[Rows from a dataset]
[START]

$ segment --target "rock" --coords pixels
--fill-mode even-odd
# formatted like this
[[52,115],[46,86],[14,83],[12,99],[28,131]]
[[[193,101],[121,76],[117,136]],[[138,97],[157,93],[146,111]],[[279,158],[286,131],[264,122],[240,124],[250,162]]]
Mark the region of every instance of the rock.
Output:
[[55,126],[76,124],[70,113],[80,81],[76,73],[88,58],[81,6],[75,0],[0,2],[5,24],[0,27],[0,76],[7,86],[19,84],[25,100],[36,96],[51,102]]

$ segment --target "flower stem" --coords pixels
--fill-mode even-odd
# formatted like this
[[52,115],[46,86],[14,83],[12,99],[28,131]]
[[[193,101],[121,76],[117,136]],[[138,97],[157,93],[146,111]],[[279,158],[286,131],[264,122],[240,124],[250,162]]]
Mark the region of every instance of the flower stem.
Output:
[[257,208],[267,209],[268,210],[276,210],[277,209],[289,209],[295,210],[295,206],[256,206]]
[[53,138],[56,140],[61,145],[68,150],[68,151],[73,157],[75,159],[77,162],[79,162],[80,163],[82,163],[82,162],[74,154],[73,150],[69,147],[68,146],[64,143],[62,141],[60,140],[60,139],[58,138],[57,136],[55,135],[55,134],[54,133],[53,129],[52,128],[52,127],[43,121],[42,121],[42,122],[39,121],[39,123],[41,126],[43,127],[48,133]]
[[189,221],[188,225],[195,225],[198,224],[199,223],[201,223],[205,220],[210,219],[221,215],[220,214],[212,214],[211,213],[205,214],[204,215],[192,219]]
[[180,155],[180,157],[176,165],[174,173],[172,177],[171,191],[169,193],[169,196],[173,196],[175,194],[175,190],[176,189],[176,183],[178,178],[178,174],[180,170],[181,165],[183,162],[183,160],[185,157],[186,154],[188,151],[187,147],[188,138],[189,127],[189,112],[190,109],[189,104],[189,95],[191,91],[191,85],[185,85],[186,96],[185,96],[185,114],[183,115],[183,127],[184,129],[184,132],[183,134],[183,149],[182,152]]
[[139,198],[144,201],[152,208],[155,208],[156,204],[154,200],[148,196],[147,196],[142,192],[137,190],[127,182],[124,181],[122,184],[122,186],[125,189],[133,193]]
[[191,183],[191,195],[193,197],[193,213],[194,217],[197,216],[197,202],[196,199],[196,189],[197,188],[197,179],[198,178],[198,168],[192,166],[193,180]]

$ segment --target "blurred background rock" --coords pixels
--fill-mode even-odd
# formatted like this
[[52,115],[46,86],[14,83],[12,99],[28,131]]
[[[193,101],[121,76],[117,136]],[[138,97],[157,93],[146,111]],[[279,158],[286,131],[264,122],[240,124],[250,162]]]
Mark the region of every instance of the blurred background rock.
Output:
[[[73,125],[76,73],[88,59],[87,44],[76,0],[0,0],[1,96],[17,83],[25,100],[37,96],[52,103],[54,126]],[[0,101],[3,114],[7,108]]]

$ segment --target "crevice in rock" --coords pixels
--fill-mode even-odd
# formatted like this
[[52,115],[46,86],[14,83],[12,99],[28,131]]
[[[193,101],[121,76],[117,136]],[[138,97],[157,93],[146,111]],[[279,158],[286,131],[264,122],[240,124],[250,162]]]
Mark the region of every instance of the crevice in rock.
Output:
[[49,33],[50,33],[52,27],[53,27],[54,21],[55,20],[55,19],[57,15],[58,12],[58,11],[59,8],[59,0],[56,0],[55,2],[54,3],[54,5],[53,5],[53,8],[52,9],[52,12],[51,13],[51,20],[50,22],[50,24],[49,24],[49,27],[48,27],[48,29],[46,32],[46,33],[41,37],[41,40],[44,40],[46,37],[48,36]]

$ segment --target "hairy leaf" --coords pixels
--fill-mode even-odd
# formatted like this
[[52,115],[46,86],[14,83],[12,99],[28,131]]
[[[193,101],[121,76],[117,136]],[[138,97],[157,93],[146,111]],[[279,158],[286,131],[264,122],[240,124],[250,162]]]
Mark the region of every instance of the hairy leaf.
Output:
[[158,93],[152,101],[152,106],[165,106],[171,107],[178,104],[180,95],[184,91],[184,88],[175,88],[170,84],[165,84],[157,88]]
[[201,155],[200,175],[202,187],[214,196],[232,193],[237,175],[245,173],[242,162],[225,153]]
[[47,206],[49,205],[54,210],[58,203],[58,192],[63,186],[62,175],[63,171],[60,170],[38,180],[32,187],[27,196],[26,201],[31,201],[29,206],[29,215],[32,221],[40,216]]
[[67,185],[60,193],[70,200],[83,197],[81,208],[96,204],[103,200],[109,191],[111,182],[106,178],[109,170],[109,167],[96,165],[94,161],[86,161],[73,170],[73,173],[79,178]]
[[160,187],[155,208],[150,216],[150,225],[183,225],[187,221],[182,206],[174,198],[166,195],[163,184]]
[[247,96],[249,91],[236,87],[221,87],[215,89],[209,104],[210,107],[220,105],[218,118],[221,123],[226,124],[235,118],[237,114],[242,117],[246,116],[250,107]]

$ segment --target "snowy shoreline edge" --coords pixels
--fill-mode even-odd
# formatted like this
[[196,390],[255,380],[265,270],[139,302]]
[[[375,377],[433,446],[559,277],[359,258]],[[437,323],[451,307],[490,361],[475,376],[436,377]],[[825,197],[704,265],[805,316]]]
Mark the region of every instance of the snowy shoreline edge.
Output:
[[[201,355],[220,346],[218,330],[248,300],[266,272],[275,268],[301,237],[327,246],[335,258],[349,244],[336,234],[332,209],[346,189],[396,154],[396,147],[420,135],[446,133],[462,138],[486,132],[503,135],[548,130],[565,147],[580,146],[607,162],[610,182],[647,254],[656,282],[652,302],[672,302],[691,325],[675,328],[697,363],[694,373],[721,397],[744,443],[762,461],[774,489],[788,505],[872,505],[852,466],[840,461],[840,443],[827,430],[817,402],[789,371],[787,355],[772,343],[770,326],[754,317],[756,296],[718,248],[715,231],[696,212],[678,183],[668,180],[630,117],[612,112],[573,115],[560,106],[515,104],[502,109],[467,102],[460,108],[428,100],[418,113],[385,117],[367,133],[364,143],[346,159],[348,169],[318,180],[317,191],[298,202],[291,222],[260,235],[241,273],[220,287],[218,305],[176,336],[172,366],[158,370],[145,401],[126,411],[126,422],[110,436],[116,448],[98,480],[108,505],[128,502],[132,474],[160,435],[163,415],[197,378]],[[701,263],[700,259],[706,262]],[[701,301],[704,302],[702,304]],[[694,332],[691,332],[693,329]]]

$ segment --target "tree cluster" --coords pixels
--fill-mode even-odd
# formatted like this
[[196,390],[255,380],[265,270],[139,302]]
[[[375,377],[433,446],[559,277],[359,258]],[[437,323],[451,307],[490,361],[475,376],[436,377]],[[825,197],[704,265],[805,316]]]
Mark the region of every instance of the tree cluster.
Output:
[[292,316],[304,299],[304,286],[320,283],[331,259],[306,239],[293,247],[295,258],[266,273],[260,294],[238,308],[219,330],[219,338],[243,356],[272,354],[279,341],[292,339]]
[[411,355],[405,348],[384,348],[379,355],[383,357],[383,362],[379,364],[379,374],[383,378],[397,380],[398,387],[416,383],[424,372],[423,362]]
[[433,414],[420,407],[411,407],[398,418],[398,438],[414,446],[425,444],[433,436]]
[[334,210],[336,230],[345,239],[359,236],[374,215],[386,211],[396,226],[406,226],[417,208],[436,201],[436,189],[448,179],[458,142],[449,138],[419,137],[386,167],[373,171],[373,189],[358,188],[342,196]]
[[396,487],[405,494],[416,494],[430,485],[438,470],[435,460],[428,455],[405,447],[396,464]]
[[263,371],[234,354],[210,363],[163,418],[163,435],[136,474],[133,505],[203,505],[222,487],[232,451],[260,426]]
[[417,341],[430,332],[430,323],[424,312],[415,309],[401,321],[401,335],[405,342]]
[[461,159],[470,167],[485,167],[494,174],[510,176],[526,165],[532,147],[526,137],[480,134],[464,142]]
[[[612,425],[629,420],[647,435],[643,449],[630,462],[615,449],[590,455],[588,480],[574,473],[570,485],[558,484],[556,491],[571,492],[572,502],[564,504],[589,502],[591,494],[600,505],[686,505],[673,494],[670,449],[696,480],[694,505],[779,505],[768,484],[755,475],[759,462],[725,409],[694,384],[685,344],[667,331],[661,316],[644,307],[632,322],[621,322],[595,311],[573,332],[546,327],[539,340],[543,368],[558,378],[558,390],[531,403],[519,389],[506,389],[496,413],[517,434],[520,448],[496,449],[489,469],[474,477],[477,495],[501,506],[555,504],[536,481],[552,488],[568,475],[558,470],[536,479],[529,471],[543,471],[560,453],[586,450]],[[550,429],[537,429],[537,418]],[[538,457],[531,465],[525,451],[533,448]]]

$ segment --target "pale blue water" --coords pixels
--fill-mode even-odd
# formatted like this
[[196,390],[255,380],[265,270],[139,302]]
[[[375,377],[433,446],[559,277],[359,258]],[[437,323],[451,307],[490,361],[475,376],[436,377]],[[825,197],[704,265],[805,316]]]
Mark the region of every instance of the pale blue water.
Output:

[END]

(Task instructions) Pull out every line above that contains the word "flower", and copy each one in full.

(Full response)
$ segment --target "flower stem" --coords pixels
Mark the region of every instance of the flower stem.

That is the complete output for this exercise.